[Document text]
──────

Sub BoggleOracle(strCharacters As String, intMaxWordLength As Integer, intMinWordLength As Integer)
    Dim strSQL As String
    Dim strUsername As String
    Dim strPassword As String
    Dim strDatabase As String
    Dim intFilenum As Integer

    Dim intCharacters As Integer
    Dim intCharactersMax As Integer
    Dim intCharactersMin As Integer
    Dim strOutput As String

    Dim dbDatabase As ADODB.Connection
    Dim snpData As ADODB.Recordset

    Set dbDatabase = New ADODB.Connection
    Set snpData = New ADODB.Recordset

    strUsername = "MyUsername"
    strPassword = "MyPassword"
    strDatabase = "MyDatabase"

    dbDatabase.ConnectionString = "Provider=OraOLEDB.Oracle;Data Source=" & strDatabase & ";User ID=" & strUsername & ";Password=" & strPassword & ";FetchSize=5000;"
    dbDatabase.Open

    intFilenum = FreeFile
    Open "C:\WordsOracle " & strCharacters & ".txt" For Output As #intFilenum

    If intMaxWordLength = 0 Then
        intCharactersMax = Len(strCharacters)
    Else
        If intMaxWordLength <= Len(strCharacters) Then
            intCharactersMax = intMaxWordLength
        Else
            intCharactersMax = Len(strCharacters)
        End If
    End If

    If intMinWordLength = 0 Then
        intCharactersMin = 3
    Else
        If intMaxWordLength < intMinWordLength Then
            intCharactersMin = intCharactersMax
        Else
            intCharactersMin = intMinWordLength
        End If
    End If

    strSQL = "SELECT DISTINCT" & vbCrLf
    strSQL = strSQL & "  *" & vbCrLf
    strSQL = strSQL & "FROM" & vbCrLf
    strSQL = strSQL & "  (SELECT" & vbCrLf
    strSQL = strSQL & "    *" & vbCrLf
    strSQL = strSQL & "  FROM" & vbCrLf
    strSQL = strSQL & "    TABLE(BOGGLE_VAR_LENGTH('" & strCharacters & "', " & Format(intCharactersMax) & ", " & Format(intCharactersMin) & ")))" & vbCrLf
    strSQL = strSQL & "ORDER BY" & vbCrLf
    strSQL = strSQL & "  1"

──────

[Supplied material]
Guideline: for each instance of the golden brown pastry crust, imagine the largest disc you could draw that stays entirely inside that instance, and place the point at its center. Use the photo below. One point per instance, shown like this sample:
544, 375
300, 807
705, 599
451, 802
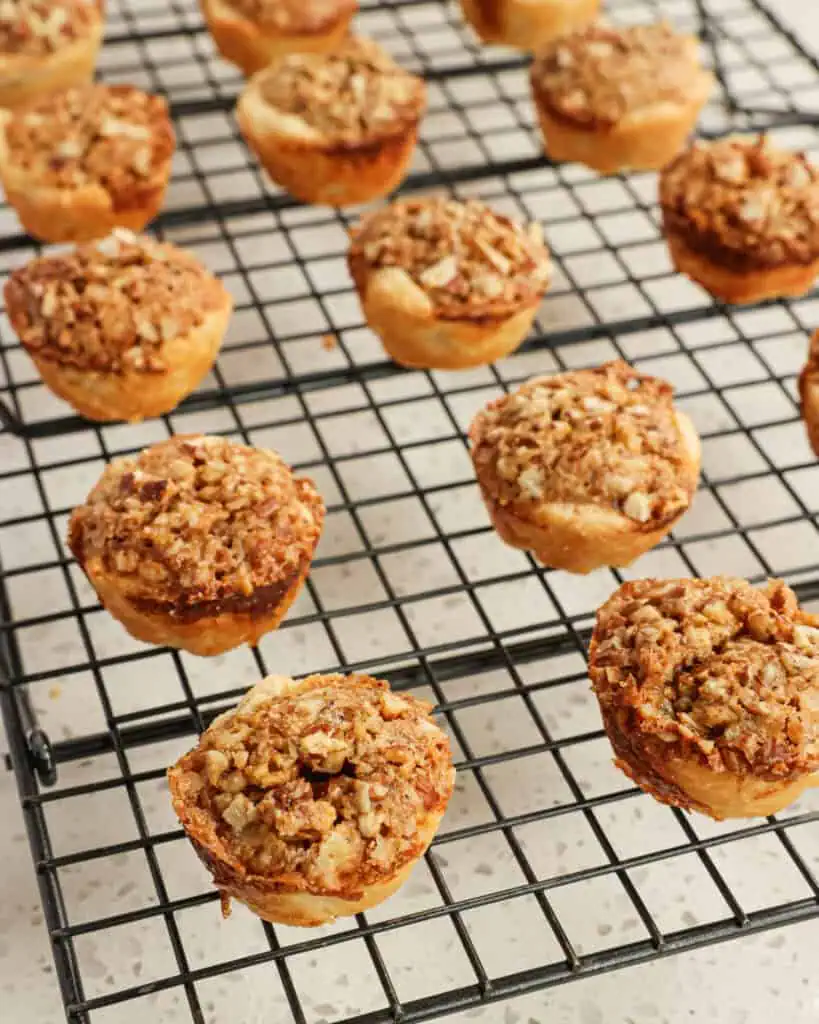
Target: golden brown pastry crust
122, 330
305, 27
77, 164
741, 218
587, 468
58, 53
809, 393
313, 799
337, 128
709, 692
528, 25
446, 284
619, 98
198, 543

──────

[Short task 1] Copy the listing line for line, leaving out the picture.
[Short task 2] Continue the Boggle subroutine from its last line.
The Boggle subroutine and the listing have nothing to do with each other.

[Expected output 1]
Guideline: for each instance of the golden brown pastry crust, imagine the largest disc you could draw that stays entirely inside that instance, and place the point at its center. Use the photo below. One point per instance, shown like this sample:
544, 375
300, 807
705, 599
451, 802
Target: golden brown pastry crust
122, 330
305, 27
77, 164
741, 218
587, 468
58, 53
809, 393
313, 799
337, 128
709, 692
528, 25
446, 284
619, 98
198, 543

[Expected output 2]
    snpData.Open strSQL, dbDatabase

    If snpData.State = 1 Then
        Do While Not snpData.EOF
            strOutput = snpData(0)
            If Application.CheckSpelling(Word:=UCase(strOutput)) <> 0 Then
                Print #intFilenum, strOutput
                Debug.Print strOutput
            End If

            snpData.MoveNext
        Loop

        snpData.Close
    End If

    Close #intFilenum
    dbDatabase.Close
    Set snpData = Nothing
    Set dbDatabase = Nothing
End Sub

The words found appear to depend on the version of Excel – Excel 2010 seems to find more words than Excel 2007.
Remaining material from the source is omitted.